[START OF SOURCE RECORDS]

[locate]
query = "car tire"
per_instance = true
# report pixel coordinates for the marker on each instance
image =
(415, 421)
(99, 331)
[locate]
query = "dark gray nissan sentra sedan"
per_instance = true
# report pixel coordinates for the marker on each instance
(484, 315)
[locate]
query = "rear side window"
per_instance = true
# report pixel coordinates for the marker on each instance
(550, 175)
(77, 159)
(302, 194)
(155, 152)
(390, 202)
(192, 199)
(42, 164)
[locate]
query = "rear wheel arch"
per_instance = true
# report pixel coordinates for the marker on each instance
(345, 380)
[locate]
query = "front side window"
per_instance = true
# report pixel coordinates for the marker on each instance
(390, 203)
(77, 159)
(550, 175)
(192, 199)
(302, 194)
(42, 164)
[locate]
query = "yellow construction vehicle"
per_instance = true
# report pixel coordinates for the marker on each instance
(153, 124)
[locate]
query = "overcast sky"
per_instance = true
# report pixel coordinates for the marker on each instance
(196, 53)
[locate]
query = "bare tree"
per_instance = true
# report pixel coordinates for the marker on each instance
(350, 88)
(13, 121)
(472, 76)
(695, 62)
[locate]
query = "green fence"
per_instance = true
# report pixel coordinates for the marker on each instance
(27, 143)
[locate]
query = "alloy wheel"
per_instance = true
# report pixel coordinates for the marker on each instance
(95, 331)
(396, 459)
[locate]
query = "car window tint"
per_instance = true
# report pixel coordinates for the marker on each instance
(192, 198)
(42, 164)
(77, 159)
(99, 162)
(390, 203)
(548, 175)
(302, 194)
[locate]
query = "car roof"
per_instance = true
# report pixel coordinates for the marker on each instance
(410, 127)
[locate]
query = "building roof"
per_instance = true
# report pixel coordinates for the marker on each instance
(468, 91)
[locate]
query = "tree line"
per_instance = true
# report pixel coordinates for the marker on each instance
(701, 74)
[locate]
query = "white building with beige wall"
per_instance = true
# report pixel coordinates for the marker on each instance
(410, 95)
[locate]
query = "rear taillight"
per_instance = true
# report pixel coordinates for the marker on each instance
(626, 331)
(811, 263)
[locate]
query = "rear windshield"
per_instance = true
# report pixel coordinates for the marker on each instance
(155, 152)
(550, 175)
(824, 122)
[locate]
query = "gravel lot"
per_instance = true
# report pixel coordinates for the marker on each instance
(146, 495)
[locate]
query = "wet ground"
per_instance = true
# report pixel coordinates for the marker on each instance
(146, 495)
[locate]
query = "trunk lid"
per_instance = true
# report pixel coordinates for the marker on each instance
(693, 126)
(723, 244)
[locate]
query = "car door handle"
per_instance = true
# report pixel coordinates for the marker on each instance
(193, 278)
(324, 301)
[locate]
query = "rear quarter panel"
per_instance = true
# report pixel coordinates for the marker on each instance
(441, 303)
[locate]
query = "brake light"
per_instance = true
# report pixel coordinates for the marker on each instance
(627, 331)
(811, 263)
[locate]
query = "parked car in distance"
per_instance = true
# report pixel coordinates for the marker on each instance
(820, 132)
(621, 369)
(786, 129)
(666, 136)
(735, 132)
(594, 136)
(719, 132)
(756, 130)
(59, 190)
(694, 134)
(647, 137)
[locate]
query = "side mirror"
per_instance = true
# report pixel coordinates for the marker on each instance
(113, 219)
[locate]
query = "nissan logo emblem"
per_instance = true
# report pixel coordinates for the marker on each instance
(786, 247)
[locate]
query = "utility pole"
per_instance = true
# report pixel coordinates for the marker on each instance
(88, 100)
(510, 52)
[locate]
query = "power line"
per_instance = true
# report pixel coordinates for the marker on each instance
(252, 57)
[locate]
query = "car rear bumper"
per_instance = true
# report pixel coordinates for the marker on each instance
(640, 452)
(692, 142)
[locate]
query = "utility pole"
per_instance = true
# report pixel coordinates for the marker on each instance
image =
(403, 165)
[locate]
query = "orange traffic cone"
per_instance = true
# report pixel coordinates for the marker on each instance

[END OF SOURCE RECORDS]

PROBLEM REQUIREMENTS
Pull out each line in the data above that contains the string "wheel", treating uppercase and lowercase as different.

THE OUTPUT
query = "rear wheel arch"
query = "alloy wheel"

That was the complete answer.